### Stated goal
All entries are to be given again verbatim.

* Start *

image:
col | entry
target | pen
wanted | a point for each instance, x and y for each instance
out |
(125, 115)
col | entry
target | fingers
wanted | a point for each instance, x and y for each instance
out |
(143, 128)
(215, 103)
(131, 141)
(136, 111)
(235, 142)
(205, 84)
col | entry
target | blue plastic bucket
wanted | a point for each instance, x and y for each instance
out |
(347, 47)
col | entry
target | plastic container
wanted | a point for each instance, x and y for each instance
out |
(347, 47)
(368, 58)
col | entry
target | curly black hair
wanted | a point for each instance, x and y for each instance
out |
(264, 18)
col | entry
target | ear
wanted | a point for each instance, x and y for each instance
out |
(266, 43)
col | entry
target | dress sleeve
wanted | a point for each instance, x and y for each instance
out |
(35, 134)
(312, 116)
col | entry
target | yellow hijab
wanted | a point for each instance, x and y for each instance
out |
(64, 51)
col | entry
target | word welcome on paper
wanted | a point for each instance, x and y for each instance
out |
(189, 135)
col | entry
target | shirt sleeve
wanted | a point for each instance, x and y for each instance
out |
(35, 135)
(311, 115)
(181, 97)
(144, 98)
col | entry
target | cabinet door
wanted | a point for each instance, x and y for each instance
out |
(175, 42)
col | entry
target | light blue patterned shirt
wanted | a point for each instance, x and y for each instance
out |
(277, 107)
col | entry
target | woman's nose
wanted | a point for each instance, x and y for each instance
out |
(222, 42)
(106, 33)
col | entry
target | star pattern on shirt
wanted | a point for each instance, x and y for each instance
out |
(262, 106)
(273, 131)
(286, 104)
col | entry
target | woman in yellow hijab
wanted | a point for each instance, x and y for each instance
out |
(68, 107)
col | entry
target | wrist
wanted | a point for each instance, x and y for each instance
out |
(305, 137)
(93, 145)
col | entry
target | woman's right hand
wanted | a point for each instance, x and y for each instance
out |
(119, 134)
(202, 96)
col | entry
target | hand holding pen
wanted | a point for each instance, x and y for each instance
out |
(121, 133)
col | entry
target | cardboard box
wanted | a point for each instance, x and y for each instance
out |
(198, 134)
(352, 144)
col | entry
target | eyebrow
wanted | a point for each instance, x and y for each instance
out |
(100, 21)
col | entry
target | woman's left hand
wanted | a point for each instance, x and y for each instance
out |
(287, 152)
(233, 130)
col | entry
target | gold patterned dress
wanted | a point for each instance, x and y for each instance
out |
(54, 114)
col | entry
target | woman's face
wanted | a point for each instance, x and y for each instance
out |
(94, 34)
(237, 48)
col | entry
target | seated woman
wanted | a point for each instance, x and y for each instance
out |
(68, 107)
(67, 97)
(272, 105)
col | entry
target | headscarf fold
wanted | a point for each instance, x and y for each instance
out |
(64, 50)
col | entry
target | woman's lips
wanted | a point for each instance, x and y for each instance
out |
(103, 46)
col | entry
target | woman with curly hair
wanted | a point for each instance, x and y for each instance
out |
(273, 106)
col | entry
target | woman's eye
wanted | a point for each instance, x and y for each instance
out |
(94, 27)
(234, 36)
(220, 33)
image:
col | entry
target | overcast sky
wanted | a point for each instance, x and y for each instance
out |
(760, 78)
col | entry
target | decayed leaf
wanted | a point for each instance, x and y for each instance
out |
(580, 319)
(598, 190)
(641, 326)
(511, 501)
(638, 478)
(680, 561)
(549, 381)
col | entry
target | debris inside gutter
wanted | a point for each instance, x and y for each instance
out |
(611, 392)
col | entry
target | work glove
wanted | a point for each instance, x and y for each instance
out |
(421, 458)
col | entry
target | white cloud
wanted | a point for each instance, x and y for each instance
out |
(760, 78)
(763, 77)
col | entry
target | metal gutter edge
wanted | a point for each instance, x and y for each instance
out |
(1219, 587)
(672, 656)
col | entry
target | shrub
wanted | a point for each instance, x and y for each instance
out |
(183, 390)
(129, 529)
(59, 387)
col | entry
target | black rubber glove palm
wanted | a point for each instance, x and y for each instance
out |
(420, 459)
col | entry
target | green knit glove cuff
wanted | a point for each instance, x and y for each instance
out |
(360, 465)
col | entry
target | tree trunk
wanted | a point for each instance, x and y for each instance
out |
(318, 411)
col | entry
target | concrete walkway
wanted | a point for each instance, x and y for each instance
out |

* End *

### Exercise response
image:
col | entry
target | pen
wanted | a point for each instance, x and y for each instance
out |
(125, 115)
col | entry
target | fingers
wanted | a point for each instance, x and y for each instance
out |
(143, 128)
(215, 103)
(131, 141)
(136, 111)
(235, 142)
(205, 84)
col | entry
target | blue plastic bucket
wanted | a point for each instance, x and y for each instance
out |
(347, 47)
col | entry
target | plastic container
wanted | a point for each instance, x and y for each instance
out |
(347, 47)
(368, 58)
col | entry
target | curly black hair
wanted | a point for each instance, x and y for each instance
out |
(264, 18)
col | entry
target | ear
wanted | a point for each instance, x and y for each instance
out |
(266, 43)
col | entry
target | dress sleeve
wanted | a point for each instance, x and y for each instance
out |
(35, 134)
(312, 116)
col | entry
target | yellow hijab
wanted | a point for each instance, x and y for each instance
out |
(64, 51)
col | entry
target | word welcome on paper
wanted | a point for each instance, x and y for each instance
out |
(189, 135)
col | entry
target | shirt sleeve
wanted | a point for each instance, x and y for each instance
out |
(35, 135)
(311, 115)
(181, 97)
(144, 98)
col | entry
target | cabinet door
wanted | a point for each instance, x and y for each instance
out |
(175, 42)
col | entry
target | light blue patterned shirt
wanted | a point for each instance, x and y for each instance
out |
(277, 107)
col | entry
target | woman's nose
wanted | a point for each instance, x and y for each instance
out |
(222, 42)
(106, 33)
col | entry
target | star pattern on shirt
wanted | a point for each instance, x and y for each instance
out |
(262, 106)
(273, 131)
(286, 104)
col | entry
target | woman in yellow hijab
wanted | a point for each instance, x and y for each instance
out |
(68, 107)
col | entry
target | wrist
wanted | a point for each instance, x and y for each instance
out |
(305, 137)
(93, 145)
col | entry
target | woman's right hand
wanted | a point for each instance, x and y for each instance
out |
(119, 134)
(202, 96)
col | entry
target | hand holding pen
wanted | a point for each instance, x and y for each instance
out |
(121, 133)
col | entry
target | cardboard box
wanted | a point for each instance, x and y for each instance
out |
(198, 134)
(352, 144)
col | entry
target | eyebrow
wanted | a point for each instance, x and y for each instance
out |
(100, 21)
col | entry
target | woman's left hand
wanted | a point for each instance, x and y for each instance
out |
(287, 152)
(233, 130)
col | entry
target | gold patterned dress
wanted | a point for each instance, x and y for each instance
out |
(54, 114)
col | entry
target | woman's face
wanted | a point for each instance, x and y for each instance
out |
(94, 34)
(237, 48)
col | entry
target | seated woman
wanted | a point for each instance, x and y for each instance
out |
(68, 107)
(67, 97)
(272, 105)
col | entry
target | headscarf fold
wanted | a point for each instance, x and y for each instance
out |
(64, 50)
col | entry
target | woman's lips
wanted | a point for each instance, x and y for each instance
out |
(103, 46)
col | entry
target | woman with curly hair
wanted | a point for each instance, x and y for each instance
out |
(273, 106)
col | entry
target | woman's eye
wanted | a point for each instance, x and y for each instance
out |
(94, 27)
(234, 36)
(220, 33)
image:
col | entry
target | overcast sky
wanted | a point for each instance, x and y for each instance
out |
(760, 78)
col | entry
target | decayed leaf
wanted | a point for each instance, x and y for each instance
out |
(580, 319)
(598, 190)
(641, 326)
(511, 501)
(638, 478)
(680, 561)
(549, 381)
col | entry
target | debris inside gutter
wanted | a point for each instance, x and y for each instance
out |
(611, 392)
col | entry
target | work glove
wanted | a point for each instance, x and y for each instance
out |
(421, 458)
col | entry
target | white cloud
wanted | a point for each instance, x and y for each instance
out |
(760, 78)
(763, 77)
col | entry
target | metal gutter edge
wanted | a point for each instance, x and y for each instance
out |
(1219, 587)
(672, 656)
col | entry
target | shrub
wanted | a point for each instance, x and y for each instance
out |
(183, 390)
(129, 529)
(59, 387)
col | entry
target | black rubber glove palm
wanted | a point for each instance, x and y for each instance
out |
(420, 459)
col | entry
target | green knit glove cuff
wanted | a point for each instance, x and y for each instance
out |
(360, 465)
col | entry
target | tree trunk
wanted | a point for each instance, x and y for each instance
out |
(318, 411)
col | entry
target | concrete walkway
wanted | a point for each instance, x and y for each instance
out |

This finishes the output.